Stated goal:
Convert the stretch of the material from the line containing "of the grey" through the end of the material into a two-column CSV headed input and output. Give each text with its answer on a single row, put every field in quotation marks with line breaks turned into spaces, and leave the pictures out.

--

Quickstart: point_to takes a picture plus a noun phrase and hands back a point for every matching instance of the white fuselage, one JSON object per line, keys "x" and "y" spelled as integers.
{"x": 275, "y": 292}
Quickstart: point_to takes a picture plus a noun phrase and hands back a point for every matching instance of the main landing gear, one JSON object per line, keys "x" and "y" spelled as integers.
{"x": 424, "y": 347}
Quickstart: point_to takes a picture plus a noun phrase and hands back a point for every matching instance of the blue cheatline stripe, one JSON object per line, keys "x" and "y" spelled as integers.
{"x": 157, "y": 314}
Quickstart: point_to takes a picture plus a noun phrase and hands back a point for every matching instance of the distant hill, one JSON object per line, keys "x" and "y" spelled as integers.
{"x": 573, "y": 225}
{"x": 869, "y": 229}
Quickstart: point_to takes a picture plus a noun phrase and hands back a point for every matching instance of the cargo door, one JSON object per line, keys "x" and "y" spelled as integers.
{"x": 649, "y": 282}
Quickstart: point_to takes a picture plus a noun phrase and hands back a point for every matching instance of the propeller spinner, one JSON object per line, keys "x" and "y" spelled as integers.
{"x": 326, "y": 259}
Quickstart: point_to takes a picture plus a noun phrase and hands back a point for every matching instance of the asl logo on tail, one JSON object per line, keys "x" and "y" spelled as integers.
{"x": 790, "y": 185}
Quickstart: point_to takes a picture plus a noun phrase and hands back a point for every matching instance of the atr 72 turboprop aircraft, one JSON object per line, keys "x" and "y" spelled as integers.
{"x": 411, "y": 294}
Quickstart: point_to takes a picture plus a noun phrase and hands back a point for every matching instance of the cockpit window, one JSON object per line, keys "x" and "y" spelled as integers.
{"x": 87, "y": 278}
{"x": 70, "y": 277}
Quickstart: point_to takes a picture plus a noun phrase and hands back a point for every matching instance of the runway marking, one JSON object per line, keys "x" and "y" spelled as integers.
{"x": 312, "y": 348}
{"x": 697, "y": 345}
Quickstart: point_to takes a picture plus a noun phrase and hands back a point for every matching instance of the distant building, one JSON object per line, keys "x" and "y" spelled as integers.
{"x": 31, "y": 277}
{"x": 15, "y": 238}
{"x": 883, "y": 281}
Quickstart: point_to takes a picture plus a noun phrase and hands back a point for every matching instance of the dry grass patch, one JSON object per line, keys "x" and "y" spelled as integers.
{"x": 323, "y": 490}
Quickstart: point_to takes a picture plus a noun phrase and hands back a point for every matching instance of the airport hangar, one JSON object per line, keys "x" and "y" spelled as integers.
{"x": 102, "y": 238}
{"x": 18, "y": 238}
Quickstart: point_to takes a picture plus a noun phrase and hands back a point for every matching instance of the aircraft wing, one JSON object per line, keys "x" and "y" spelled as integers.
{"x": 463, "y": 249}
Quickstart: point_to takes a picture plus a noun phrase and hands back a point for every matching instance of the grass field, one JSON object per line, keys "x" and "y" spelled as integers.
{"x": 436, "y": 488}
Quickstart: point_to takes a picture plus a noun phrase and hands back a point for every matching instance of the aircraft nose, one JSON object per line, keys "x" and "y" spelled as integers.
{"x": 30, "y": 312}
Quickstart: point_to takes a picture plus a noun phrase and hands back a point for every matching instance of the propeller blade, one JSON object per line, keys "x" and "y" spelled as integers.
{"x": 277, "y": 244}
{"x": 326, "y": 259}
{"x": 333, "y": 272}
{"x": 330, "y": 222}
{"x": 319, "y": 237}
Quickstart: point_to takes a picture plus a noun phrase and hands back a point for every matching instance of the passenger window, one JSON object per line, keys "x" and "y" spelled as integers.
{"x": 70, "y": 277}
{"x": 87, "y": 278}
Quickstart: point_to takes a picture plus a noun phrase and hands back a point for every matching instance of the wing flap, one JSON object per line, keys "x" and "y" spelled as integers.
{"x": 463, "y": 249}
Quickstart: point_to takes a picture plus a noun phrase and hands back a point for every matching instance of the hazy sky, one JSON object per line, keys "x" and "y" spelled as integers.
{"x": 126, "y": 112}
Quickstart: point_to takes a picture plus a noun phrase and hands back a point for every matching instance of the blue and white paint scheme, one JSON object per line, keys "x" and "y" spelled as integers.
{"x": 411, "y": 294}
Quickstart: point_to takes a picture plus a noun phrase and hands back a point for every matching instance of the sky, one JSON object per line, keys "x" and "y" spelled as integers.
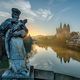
{"x": 44, "y": 16}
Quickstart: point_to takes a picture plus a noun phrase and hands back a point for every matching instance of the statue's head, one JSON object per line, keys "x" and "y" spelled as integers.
{"x": 15, "y": 13}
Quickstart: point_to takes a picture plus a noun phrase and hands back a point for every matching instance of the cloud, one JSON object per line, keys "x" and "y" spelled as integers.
{"x": 26, "y": 9}
{"x": 44, "y": 14}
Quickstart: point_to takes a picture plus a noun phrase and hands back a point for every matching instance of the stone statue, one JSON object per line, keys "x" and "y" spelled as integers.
{"x": 13, "y": 31}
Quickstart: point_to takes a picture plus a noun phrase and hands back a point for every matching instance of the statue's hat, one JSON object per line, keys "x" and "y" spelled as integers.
{"x": 15, "y": 10}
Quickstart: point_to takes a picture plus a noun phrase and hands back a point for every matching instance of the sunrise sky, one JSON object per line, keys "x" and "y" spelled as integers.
{"x": 44, "y": 15}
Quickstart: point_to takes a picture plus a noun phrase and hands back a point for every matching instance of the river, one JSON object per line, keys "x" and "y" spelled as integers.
{"x": 46, "y": 58}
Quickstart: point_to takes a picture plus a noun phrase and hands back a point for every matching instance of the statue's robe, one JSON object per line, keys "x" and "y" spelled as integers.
{"x": 16, "y": 54}
{"x": 7, "y": 24}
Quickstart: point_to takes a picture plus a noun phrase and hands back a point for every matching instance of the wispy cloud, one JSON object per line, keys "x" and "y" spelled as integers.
{"x": 26, "y": 9}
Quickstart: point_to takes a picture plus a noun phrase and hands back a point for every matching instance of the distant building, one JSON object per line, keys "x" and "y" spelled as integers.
{"x": 63, "y": 30}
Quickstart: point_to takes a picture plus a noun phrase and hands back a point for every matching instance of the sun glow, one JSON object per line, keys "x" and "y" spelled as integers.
{"x": 34, "y": 30}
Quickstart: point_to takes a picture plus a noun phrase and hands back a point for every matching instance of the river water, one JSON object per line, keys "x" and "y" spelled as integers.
{"x": 46, "y": 58}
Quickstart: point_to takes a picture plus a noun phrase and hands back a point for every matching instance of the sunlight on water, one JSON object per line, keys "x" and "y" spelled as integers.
{"x": 47, "y": 59}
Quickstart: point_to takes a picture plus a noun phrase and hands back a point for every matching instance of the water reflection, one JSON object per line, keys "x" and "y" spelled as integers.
{"x": 54, "y": 59}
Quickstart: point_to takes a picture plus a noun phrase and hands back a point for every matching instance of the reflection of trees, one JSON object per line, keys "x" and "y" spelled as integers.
{"x": 63, "y": 53}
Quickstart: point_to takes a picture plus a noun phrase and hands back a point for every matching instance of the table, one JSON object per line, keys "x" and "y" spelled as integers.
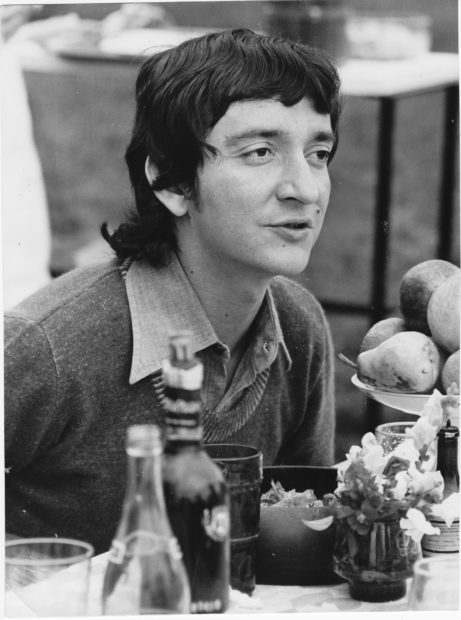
{"x": 265, "y": 599}
{"x": 387, "y": 82}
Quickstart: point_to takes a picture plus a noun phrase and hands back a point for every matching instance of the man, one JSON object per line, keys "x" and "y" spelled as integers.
{"x": 229, "y": 164}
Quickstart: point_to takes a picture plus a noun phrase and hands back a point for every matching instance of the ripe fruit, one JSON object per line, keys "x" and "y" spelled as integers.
{"x": 450, "y": 371}
{"x": 443, "y": 314}
{"x": 416, "y": 288}
{"x": 407, "y": 362}
{"x": 381, "y": 331}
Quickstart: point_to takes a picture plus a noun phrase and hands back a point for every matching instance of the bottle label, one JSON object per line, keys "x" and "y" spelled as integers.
{"x": 216, "y": 522}
{"x": 185, "y": 378}
{"x": 445, "y": 542}
{"x": 198, "y": 607}
{"x": 117, "y": 552}
{"x": 182, "y": 406}
{"x": 142, "y": 542}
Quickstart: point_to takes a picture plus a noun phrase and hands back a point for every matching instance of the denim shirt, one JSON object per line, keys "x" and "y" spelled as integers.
{"x": 154, "y": 317}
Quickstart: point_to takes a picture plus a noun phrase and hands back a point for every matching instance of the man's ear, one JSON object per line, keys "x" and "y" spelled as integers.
{"x": 173, "y": 199}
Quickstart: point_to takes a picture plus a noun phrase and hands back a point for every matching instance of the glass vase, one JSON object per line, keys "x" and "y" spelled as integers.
{"x": 376, "y": 561}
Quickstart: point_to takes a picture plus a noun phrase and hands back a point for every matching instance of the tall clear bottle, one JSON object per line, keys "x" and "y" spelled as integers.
{"x": 195, "y": 491}
{"x": 447, "y": 463}
{"x": 145, "y": 572}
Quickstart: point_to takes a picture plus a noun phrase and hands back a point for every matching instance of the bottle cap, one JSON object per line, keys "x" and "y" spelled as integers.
{"x": 181, "y": 347}
{"x": 448, "y": 431}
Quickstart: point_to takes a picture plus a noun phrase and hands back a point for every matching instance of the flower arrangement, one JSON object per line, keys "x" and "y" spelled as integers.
{"x": 373, "y": 486}
{"x": 383, "y": 504}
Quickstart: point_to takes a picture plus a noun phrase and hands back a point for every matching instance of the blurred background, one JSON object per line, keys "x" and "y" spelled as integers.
{"x": 81, "y": 121}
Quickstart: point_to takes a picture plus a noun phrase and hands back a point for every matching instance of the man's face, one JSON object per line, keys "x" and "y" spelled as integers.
{"x": 262, "y": 199}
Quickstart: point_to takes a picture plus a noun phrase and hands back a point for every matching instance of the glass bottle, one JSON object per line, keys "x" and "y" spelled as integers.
{"x": 447, "y": 463}
{"x": 145, "y": 573}
{"x": 196, "y": 494}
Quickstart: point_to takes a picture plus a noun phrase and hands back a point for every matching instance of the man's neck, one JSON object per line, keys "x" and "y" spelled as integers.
{"x": 231, "y": 301}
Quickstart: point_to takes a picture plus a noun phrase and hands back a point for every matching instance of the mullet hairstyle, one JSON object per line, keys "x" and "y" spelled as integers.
{"x": 181, "y": 93}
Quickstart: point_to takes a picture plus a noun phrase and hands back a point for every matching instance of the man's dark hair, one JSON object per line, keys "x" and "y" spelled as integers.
{"x": 181, "y": 93}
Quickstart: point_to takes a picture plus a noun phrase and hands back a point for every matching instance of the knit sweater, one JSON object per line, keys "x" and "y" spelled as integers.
{"x": 68, "y": 402}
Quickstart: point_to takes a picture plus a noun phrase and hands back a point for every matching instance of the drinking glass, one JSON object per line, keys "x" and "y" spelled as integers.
{"x": 47, "y": 577}
{"x": 435, "y": 584}
{"x": 242, "y": 470}
{"x": 390, "y": 435}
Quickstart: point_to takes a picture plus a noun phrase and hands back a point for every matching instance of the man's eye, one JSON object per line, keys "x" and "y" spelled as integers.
{"x": 320, "y": 156}
{"x": 260, "y": 154}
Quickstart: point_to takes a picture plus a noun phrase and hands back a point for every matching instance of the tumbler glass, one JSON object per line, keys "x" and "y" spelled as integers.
{"x": 47, "y": 577}
{"x": 390, "y": 435}
{"x": 242, "y": 469}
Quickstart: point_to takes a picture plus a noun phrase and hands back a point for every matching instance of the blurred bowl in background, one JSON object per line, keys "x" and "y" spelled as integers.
{"x": 378, "y": 35}
{"x": 408, "y": 403}
{"x": 288, "y": 552}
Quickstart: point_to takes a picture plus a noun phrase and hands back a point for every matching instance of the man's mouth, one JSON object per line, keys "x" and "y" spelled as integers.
{"x": 295, "y": 225}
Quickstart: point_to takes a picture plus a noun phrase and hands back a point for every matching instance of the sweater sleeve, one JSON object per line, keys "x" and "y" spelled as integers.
{"x": 32, "y": 422}
{"x": 313, "y": 440}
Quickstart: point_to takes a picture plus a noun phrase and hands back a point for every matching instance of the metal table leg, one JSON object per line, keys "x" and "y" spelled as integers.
{"x": 382, "y": 228}
{"x": 447, "y": 174}
{"x": 382, "y": 215}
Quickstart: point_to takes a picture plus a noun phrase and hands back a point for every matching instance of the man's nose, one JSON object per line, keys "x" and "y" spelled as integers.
{"x": 298, "y": 182}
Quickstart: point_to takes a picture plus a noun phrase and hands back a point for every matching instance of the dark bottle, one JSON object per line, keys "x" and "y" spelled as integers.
{"x": 145, "y": 573}
{"x": 447, "y": 463}
{"x": 195, "y": 492}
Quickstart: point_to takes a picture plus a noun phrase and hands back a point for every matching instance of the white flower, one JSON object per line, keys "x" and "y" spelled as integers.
{"x": 399, "y": 491}
{"x": 448, "y": 510}
{"x": 416, "y": 525}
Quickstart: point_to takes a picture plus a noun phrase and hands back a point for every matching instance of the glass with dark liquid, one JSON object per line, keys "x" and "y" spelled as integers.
{"x": 242, "y": 470}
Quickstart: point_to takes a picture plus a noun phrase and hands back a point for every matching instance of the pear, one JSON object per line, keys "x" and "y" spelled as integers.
{"x": 450, "y": 371}
{"x": 416, "y": 288}
{"x": 407, "y": 362}
{"x": 443, "y": 314}
{"x": 381, "y": 331}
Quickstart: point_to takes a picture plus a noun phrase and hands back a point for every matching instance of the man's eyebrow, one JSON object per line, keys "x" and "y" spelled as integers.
{"x": 251, "y": 134}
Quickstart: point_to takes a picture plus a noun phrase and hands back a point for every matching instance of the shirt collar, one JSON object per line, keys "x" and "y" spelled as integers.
{"x": 162, "y": 301}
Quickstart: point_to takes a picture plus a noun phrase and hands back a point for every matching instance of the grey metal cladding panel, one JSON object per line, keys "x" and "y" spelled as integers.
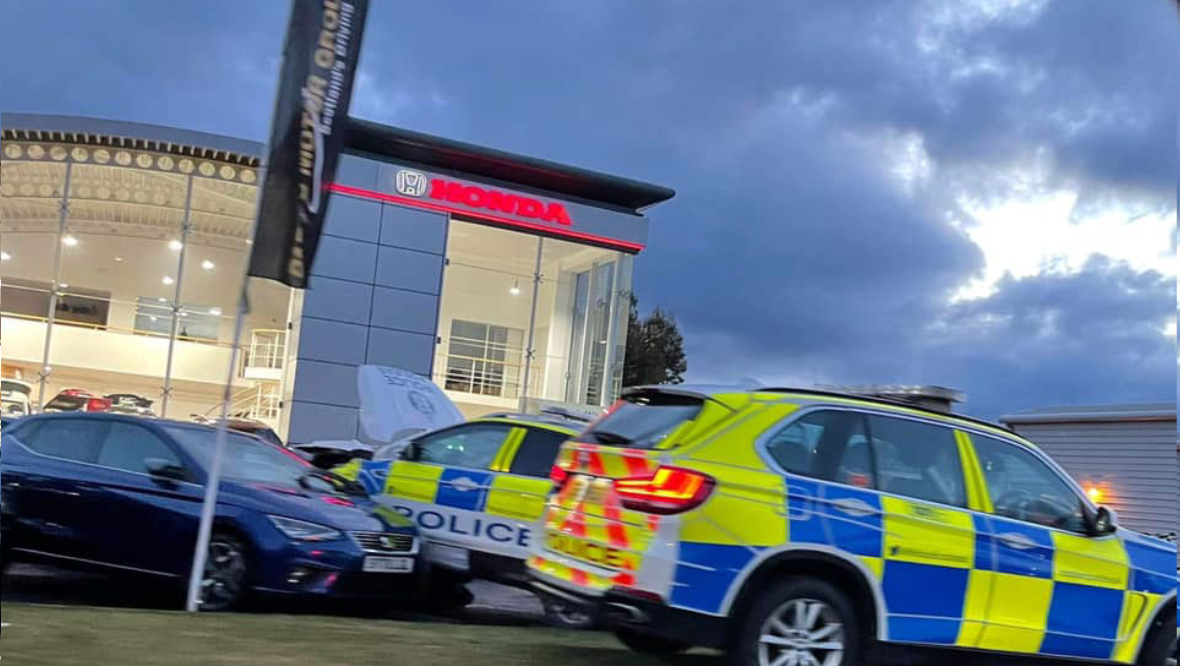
{"x": 332, "y": 341}
{"x": 413, "y": 229}
{"x": 353, "y": 217}
{"x": 326, "y": 383}
{"x": 405, "y": 311}
{"x": 339, "y": 300}
{"x": 345, "y": 259}
{"x": 356, "y": 171}
{"x": 312, "y": 422}
{"x": 407, "y": 269}
{"x": 1138, "y": 459}
{"x": 395, "y": 348}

--

Correct result:
input,output
"Quickstart: point_to takes a picture plus a noun phrase and hands back a point for every matching instance of the grey metal cladding panel, one JSON object per line, keys ""x"" and ""y"" spelled as integers.","{""x"": 332, ""y"": 341} {""x"": 413, ""y"": 229} {""x"": 353, ""y"": 217} {""x"": 326, ""y"": 383} {""x"": 405, ""y"": 311} {""x"": 339, ""y"": 300} {""x"": 345, ""y"": 259} {""x"": 356, ""y"": 171} {""x"": 312, ""y"": 422} {""x"": 407, ""y"": 269} {""x"": 1138, ""y"": 459} {""x"": 395, ""y"": 348}"